*Aim*
Count the lines in the records below that contain the string "white", matching case exactly. Reply with the number alone.

***** Input material

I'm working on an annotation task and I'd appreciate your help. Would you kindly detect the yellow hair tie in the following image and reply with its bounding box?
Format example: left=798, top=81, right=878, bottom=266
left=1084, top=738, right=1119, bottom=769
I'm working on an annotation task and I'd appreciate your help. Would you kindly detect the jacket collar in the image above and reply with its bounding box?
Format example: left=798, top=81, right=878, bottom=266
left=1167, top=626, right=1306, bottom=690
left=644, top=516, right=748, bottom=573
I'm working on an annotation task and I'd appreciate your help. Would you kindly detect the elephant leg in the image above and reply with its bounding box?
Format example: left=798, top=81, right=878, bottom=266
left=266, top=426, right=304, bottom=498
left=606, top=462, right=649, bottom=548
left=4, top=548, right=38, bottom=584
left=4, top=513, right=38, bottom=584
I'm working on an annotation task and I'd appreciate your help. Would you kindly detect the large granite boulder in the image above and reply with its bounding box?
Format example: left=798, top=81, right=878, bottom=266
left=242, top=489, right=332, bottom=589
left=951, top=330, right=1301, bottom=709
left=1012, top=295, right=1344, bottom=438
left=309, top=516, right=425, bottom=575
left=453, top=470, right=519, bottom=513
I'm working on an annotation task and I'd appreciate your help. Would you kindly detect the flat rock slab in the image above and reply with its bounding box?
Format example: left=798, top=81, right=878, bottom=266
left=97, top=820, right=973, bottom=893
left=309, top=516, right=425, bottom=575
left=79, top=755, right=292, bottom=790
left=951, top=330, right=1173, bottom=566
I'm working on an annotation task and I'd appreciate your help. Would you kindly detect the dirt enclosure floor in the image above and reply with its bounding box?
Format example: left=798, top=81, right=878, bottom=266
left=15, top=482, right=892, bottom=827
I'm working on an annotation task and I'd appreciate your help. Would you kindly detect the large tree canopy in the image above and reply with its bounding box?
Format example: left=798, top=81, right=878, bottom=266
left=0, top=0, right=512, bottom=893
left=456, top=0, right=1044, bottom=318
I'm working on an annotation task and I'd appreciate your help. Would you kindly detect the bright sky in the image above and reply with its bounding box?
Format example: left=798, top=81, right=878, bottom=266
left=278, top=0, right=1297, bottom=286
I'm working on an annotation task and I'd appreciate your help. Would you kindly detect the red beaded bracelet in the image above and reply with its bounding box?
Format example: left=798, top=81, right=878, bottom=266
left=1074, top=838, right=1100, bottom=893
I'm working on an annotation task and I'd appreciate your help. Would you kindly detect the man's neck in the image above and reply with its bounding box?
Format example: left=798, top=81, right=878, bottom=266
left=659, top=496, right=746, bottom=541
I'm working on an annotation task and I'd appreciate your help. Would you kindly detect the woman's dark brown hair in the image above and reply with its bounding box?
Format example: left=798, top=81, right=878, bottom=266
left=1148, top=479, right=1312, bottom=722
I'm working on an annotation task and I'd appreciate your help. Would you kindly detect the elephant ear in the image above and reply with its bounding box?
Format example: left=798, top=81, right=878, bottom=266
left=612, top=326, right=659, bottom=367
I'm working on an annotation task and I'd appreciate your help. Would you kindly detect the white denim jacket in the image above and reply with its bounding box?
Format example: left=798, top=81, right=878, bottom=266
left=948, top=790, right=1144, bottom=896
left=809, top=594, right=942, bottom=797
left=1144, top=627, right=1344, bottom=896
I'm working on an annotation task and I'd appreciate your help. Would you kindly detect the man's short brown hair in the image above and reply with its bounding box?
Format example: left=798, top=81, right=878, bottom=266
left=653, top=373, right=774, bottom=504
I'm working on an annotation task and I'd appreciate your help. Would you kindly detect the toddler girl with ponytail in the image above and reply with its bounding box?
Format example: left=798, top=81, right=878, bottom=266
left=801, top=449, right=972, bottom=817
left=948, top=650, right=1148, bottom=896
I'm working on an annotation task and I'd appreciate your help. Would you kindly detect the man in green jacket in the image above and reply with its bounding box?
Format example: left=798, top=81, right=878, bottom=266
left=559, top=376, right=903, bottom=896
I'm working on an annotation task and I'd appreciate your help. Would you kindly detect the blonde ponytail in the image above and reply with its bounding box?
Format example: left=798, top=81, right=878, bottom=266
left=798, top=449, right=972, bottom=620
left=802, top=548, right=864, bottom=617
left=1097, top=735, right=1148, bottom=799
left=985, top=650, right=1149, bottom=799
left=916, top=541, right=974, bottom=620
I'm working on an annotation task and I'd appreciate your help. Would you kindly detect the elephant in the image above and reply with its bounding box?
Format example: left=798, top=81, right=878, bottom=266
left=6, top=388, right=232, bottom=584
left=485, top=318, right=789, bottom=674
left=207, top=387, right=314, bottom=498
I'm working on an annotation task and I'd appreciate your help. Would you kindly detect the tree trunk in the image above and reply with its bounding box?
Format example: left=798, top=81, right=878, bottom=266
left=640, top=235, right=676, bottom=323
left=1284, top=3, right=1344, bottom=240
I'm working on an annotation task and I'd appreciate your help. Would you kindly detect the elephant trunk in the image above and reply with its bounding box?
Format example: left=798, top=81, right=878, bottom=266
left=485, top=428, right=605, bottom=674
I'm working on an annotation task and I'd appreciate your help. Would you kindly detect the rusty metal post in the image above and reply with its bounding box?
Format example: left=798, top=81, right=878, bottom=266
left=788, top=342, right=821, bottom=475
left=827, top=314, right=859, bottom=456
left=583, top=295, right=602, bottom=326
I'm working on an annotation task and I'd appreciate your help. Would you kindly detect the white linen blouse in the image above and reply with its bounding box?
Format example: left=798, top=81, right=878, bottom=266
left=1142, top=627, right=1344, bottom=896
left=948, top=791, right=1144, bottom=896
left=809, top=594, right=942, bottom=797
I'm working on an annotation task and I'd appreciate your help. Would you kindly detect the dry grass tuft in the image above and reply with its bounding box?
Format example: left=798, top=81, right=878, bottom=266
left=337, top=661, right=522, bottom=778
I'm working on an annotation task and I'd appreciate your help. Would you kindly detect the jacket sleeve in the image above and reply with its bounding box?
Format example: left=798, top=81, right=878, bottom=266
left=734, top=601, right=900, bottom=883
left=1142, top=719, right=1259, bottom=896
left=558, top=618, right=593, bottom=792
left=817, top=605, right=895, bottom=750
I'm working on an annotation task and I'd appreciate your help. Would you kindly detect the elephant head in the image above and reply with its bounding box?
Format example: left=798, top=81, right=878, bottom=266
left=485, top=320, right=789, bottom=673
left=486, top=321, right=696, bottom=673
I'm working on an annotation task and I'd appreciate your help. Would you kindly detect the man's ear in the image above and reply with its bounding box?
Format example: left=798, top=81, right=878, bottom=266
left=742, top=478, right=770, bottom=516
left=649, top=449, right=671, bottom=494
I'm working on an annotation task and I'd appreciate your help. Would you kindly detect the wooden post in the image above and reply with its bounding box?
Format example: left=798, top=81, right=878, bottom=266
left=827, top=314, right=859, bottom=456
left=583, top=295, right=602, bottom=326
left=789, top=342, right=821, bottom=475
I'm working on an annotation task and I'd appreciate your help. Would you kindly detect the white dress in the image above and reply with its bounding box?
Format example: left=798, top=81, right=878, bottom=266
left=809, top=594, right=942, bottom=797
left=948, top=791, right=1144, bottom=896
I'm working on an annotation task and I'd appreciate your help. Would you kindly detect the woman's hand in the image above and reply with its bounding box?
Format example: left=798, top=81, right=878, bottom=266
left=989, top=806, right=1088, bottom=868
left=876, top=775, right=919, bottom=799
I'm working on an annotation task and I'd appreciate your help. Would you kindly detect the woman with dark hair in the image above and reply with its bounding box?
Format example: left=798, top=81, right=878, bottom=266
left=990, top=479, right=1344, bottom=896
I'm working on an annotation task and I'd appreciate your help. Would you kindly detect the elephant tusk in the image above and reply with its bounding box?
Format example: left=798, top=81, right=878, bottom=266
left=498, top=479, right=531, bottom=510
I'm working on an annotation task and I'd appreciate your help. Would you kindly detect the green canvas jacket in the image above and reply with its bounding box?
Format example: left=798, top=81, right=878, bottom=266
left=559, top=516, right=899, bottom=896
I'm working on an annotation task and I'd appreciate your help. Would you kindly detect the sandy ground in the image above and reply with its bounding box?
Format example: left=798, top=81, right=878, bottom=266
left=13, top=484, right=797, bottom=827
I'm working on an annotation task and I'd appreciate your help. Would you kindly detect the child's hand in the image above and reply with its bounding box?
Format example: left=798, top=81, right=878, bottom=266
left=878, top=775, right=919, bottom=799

**********

*Result for this exercise*
3